→ REQUIREMENTS:
Retype every one of the records below verbatim, keeping each line unchanged.

→ WORKING DATA:
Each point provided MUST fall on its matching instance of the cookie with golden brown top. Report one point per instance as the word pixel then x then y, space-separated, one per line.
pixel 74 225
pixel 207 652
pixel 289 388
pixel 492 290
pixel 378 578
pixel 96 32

→ SOLVED EXERCISE:
Each point provided MUST fall on its matching instance of the cookie with golden brown top. Report one point per instance as the word pixel then x then y, space-separated, one per line.
pixel 74 225
pixel 207 652
pixel 289 388
pixel 492 290
pixel 378 578
pixel 96 32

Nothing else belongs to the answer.